Teks Dokumen >>
◆ ◆ ◆ ◆ ◆ ◆ ◆

Oleh karena itu Allah ﷻ berfirman :
يَأَيّهَا الّذِينَ آمَنُواْ لاَ يَسْخَرْ
قَوْمٌ مّن قَوْمٍ عَسَىَ أَن يَكُونُواْ خَيْراً مّنْهُمْ وَلاَ نِسَآءٌ مّن
نّسَآءٍ عَسَىَ أَن يَكُنّ خَيْراً مّنْهُنّ
”Hai
orang-orang yang beriman, janganlah ssuatu kaum mengolok-olokkan kaum yang lain
(karena) boleh jadi mereka (yang diolok-olok) lebih baik dari mereka (yang
mengolok-olokkan) dan jangan pula wanita-wanita (mengolok-olokkan) wanita yang
lain (karena) boleh jadi wanita-wanita (yang diperolok-olokan) lebih baik
daripada wanita (yang mengolok-olokkan)”.
Dengan
demikian, ayat di atas memberikan larangan terhadap kaum laki-laki yang
kemudian disusul dengan larangan terhadap kaum wanita.
Dan
firman Allah ﷻ selanjutnya :
وَلاَ تَلْمِزُوَاْ أَنفُسَكُم
”Dan
janganlah kamu mencela dirimu sendiri”.

◆ ◆ ◆ ◆ ◆ ◆ ◆

Soal Latihan 1 >>
Dalam teks tentang larangan mengolok-olok, larangan pada ayat itu ditujukan lebih dulu kepada siapa, lalu disusul dengan larangan kepada siapa?
Soal Latihan 2 >>
Lanjutkan teks tentang larangan mengolok-olok mulai dari tempat teks itu berhenti.

Bagian Data >>

◆ ◆ ◆ ◆ ◆ ◆ ◆

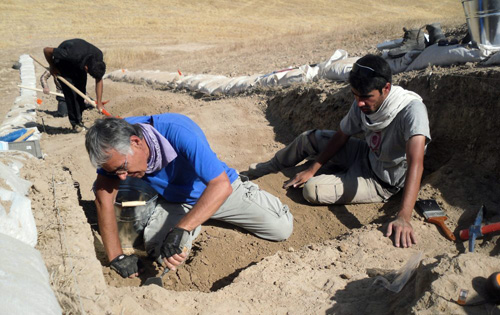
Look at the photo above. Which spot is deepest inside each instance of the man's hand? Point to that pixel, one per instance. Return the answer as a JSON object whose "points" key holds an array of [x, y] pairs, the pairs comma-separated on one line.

◆ ◆ ◆ ◆ ◆ ◆ ◆

Jawaban 1 >>
Larangan itu ditujukan lebih dulu kepada kaum laki-laki, kemudian disusul dengan larangan kepada kaum wanita.

Jawaban 2 >>
Artinya
, dan janganlah kalian mencela orang lain. Orang yang mengolok dan mencela
orang lain, baik orang laki-laki dan perempuan, maka mereka itu sangat tercela dan
terlaknat, sebagaimana firman Allah :
ويل لكل همزة لمزة
”Kecelakaanlah
bagi setiap pengumpat lagi pencela” (QS. Al-Humazah : 1).
Kata
al-hamz (الهمز) berarti celaan dalam bentuk perbuatan,
sedangkan kata al-lamz (اللمز)
berarti celaan dalam bentuk ucapan. Sebagaimana yang difirmankan Allah ﷻ :
هماز مشاء بنميم
”Yang
banyak mencela, yang kian kemari menghamburkan fitnah” (QS. Al-Qalam : 11).
Artinya,
mencela orang-orang dan menghinakan mereka dengan sewenang-wenang dan berjalan
kesana kemari untuk melakukan namimah (mengadu domba), dan adu domba ini
berarti celaan dalam bentuk ucapan. Oleh
karena itu, di sini Allah ﷻ berfirman :
وَلاَ تَلْمِزُوَاْ أَنفُسَكُمْ
”Dan
janganlah kamu mencela dirimu sendiri”,
sebagaimana
firman-Nya ﷻ
:
ولا تقتلوا أنفسكم
”Dan
janganlah kamu membunuh dirimu sendiri” (QS. An-Nisaa’ : 29).
Maksudnya,
janganlah sebagian kalian membunuh sebagian yang lain.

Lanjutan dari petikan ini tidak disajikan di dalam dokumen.